Goal of the exercise:
Across all entries below, how many lines include "woman"? Answer with the number alone.

The input START

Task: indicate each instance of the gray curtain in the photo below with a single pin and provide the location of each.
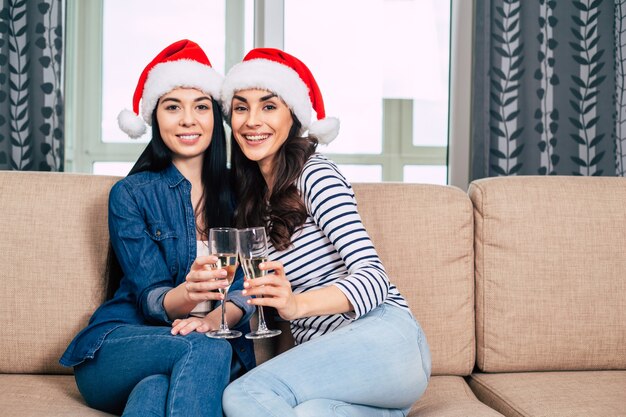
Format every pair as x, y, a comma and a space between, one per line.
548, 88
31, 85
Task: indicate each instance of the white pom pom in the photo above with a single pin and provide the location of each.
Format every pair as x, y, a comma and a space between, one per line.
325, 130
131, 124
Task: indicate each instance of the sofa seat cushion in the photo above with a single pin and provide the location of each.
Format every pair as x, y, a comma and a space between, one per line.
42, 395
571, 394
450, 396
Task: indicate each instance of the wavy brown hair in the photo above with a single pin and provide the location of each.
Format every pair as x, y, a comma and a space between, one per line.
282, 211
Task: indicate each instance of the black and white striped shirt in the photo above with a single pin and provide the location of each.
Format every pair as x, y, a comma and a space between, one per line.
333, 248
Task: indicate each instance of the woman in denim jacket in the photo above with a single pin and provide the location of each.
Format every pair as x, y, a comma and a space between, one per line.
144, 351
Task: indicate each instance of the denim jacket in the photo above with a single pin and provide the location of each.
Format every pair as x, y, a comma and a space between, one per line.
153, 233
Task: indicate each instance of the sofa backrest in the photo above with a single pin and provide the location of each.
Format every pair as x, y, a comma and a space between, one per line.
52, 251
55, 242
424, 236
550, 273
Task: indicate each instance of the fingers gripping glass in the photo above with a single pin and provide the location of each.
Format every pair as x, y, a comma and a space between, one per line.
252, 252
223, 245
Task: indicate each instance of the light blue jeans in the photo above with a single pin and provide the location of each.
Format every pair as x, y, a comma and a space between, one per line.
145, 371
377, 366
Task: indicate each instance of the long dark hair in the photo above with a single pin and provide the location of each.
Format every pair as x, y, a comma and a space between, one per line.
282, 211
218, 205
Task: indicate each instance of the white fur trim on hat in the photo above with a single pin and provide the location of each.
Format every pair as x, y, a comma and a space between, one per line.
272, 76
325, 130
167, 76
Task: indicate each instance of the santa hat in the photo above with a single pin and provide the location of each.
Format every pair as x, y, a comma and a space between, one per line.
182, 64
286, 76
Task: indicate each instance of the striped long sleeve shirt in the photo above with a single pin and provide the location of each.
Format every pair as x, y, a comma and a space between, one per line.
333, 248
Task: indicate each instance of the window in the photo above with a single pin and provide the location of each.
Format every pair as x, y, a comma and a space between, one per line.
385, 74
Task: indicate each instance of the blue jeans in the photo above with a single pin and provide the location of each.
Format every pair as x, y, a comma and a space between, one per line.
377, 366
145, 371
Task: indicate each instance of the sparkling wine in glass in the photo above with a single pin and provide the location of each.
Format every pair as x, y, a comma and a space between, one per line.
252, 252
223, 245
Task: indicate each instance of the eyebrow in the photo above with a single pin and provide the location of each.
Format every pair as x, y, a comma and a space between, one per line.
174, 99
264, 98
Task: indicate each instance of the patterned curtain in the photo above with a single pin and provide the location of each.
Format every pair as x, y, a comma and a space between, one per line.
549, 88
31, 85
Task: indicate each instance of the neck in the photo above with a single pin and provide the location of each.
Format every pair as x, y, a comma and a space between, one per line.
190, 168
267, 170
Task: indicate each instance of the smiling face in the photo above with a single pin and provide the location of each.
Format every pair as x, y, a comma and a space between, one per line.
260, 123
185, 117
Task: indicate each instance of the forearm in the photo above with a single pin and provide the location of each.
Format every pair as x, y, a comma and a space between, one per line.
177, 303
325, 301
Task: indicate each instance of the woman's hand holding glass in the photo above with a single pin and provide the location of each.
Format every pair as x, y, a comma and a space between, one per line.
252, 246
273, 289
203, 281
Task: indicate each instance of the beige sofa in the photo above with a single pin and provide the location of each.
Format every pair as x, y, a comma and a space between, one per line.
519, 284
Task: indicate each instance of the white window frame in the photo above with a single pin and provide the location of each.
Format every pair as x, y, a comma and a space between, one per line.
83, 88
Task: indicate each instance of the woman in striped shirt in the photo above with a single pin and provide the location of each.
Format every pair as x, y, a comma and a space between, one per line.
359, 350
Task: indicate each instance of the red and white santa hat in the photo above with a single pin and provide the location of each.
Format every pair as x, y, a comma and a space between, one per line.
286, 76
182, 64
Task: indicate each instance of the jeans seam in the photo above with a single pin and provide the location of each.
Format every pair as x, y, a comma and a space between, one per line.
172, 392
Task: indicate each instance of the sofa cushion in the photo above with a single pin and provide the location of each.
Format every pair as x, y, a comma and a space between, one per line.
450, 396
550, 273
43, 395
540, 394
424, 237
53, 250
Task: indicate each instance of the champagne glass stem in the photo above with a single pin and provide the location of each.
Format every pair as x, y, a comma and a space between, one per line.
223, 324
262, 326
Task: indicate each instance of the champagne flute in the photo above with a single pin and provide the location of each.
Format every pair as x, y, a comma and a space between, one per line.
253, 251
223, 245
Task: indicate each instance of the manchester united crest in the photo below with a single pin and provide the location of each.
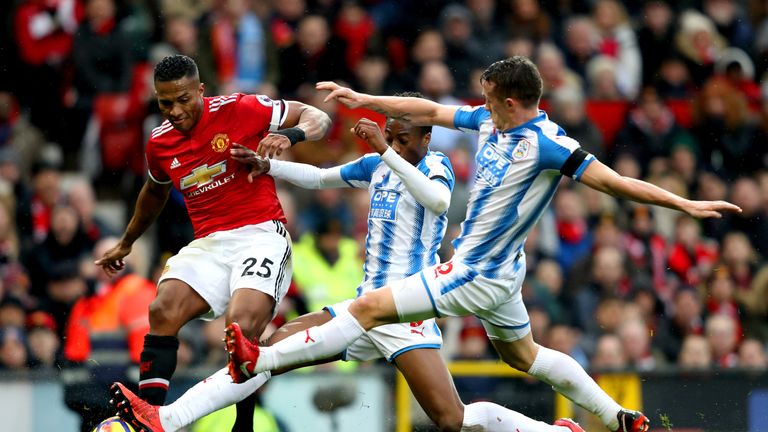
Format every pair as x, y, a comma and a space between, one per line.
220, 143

The input END

Result for this exercise:
3